■ Directions:
a – Return everything in the Tour of Homes post from "So this weekend" down to "wrong with me?".
b – In the Tour of Homes post, what kind of floor does the enclosed sun room in the favorite home have?
c – Extend the Tour of Homes post, picking up after its final sentence.

--- Begin Given text ---

So this weekend begins the annual Tour of Homes. It is a tradition. Hubby and I go every year. I have all the tour books to prove it. I think I might be somewhat obsessed with homes. As I was looking through the tour book I was marking down which homes we have to see because I have my favorite builders, you know. I was commenting on how this builders home wasn’t what he normally builds, more traditional when he usually goes for the craftsman look. Then I looked at hubby and realized that I was sick. Sick I tell ya, to actually know this information. What is wrong with me?

Already I found my favorite home. It is a craftsman home with some of my favorite details: subway tile, built ins, enclosed sun room with slate floor, craftsman style fireplace, nooks and crannies, oh and did I say built ins? In fact when we were walking through the house, hubby told me to be quiet. I guess I was ooohing and aaaahing a bit too loudly, and just maybe inadvertently too provocatively.

--- End Given text ---
--- Begin Entries provided ---

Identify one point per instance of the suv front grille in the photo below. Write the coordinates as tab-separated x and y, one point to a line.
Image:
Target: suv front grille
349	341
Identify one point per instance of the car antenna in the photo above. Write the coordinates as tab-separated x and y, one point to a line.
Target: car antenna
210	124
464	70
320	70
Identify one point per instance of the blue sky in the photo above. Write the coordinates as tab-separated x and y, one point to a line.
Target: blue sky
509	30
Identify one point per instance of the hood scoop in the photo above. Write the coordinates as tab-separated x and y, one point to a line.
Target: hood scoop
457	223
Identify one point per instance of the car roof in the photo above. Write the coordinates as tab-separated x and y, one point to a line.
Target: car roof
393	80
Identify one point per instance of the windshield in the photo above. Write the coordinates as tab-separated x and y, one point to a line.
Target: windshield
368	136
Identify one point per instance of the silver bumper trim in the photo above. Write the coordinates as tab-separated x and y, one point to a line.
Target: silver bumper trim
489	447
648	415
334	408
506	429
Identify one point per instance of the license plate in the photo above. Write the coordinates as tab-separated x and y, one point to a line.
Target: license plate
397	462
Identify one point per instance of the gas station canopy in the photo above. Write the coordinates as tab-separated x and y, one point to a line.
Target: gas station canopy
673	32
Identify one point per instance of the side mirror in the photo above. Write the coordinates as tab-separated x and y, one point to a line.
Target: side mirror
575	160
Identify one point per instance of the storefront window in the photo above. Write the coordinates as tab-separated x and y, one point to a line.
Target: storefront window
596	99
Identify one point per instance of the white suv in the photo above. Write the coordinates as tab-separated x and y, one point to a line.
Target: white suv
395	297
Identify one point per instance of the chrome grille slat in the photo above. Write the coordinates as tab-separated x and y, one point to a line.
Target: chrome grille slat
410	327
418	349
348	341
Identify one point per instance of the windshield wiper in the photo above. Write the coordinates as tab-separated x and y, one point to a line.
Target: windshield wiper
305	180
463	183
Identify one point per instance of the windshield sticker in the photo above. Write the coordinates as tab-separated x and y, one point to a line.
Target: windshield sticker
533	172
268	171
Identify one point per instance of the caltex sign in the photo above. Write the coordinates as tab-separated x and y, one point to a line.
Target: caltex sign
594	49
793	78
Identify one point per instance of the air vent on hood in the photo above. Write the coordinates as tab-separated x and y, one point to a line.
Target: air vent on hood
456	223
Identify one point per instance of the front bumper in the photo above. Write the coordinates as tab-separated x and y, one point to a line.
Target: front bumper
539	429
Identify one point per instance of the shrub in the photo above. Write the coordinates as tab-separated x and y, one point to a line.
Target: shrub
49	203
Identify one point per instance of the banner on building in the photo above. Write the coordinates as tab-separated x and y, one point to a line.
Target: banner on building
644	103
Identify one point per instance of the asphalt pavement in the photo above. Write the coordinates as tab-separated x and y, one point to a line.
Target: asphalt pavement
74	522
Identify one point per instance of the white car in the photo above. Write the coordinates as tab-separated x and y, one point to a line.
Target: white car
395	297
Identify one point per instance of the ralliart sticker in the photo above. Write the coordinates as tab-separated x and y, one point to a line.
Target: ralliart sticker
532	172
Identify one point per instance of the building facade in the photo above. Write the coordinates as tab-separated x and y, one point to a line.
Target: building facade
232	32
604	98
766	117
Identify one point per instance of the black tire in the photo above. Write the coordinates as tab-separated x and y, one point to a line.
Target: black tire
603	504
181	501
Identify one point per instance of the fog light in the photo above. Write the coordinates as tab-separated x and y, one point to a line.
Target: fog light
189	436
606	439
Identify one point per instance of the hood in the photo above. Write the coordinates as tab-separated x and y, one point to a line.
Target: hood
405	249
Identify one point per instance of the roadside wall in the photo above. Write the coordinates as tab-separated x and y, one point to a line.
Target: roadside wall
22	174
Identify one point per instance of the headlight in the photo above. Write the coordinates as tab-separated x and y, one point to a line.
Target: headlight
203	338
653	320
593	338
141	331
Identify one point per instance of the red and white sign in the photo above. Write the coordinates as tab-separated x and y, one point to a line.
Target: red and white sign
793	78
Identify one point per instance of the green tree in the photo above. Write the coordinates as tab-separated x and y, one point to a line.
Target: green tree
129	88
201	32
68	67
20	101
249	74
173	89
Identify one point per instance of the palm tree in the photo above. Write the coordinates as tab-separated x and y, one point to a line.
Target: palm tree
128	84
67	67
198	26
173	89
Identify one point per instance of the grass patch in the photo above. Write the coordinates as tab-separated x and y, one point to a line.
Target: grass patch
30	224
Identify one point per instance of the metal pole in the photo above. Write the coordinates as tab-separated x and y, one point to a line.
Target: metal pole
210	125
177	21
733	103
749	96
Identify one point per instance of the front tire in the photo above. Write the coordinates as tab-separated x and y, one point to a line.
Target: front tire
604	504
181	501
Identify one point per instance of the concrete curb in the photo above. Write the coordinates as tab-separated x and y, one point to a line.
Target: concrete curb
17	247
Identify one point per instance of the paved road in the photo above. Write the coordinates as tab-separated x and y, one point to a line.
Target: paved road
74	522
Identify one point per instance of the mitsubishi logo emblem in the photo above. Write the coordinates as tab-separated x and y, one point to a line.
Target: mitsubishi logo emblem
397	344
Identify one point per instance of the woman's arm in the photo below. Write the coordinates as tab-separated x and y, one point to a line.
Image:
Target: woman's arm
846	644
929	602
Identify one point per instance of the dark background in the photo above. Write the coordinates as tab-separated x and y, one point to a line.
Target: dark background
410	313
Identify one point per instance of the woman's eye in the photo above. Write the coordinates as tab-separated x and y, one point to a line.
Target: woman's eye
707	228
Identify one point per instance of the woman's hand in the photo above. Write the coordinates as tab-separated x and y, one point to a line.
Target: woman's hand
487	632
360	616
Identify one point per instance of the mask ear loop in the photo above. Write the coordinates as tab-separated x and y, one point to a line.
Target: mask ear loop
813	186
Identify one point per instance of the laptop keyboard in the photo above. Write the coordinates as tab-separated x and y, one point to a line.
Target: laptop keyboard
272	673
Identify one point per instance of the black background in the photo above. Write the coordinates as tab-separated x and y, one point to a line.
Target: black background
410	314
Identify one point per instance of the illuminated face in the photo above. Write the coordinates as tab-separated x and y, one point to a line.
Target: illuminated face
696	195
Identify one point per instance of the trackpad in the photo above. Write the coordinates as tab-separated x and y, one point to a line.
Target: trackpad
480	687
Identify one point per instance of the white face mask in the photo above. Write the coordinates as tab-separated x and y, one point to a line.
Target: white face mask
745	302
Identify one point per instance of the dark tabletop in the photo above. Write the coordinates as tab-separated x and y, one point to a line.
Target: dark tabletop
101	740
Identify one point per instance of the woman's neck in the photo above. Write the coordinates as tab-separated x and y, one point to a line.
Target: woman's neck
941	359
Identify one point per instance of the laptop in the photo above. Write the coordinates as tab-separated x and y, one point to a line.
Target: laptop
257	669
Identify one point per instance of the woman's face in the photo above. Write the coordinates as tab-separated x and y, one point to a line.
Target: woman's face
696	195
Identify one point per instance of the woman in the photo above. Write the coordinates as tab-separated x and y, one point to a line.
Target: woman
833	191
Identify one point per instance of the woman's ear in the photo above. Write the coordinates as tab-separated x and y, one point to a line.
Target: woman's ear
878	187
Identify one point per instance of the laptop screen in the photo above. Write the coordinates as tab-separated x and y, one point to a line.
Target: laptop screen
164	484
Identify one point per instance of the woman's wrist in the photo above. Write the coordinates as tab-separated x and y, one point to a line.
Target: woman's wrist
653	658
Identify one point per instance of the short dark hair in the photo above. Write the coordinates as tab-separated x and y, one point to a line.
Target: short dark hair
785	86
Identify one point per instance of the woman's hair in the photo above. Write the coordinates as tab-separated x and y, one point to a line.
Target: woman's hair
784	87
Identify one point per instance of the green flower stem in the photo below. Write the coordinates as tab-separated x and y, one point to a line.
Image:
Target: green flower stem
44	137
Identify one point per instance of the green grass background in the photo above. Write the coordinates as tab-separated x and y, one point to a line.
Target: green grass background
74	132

--- End Entries provided ---

■ Task results:
a –
So this weekend begins the annual Tour of Homes. It is a tradition. Hubby and I go every year. I have all the tour books to prove it. I think I might be somewhat obsessed with homes. As I was looking through the tour book I was marking down which homes we have to see because I have my favorite builders, you know. I was commenting on how this builders home wasn’t what he normally builds, more traditional when he usually goes for the craftsman look. Then I looked at hubby and realized that I was sick. Sick I tell ya, to actually know this information. What is wrong with me?

b – Slate

c –
Then we toured a large (read- 8,000 sf) home for a lot of money (read-2.4 mil). It was like a castle. It had French scene murals at the end of a long hallway with chandeliers above and sconces on the walls. It was big, it was beautiful. Not entirely my style but well done just the same. Oh it also had an indoor built in trampoline. Three stair cases, one rod iron spiral led to the upstairs rooms. Five bedrooms, six bathrooms. The only thing that kept running through my mind is what on earth would we do with all that space? I would have to have like 12 or 14 kids to justify a home that big. I’m not ready for that many kids and a good thing because 2.4 mil isn’t even in my dreams. I know better.

So my question to you is what style home do you dream about? Are you living in it? If not, what little elements can you change to make more like what you dream of.

Our new/old house is a 50’s ranch. It is pretty small by todays standards. It’s ok with me. I like the house and can’t wait to make it my own. I plan on creating a mix of 50’s slightly modern with a cottage look. It’s doable. When we get going on the new house I will take before and afters to show what we have done. Every one likes before and afters right?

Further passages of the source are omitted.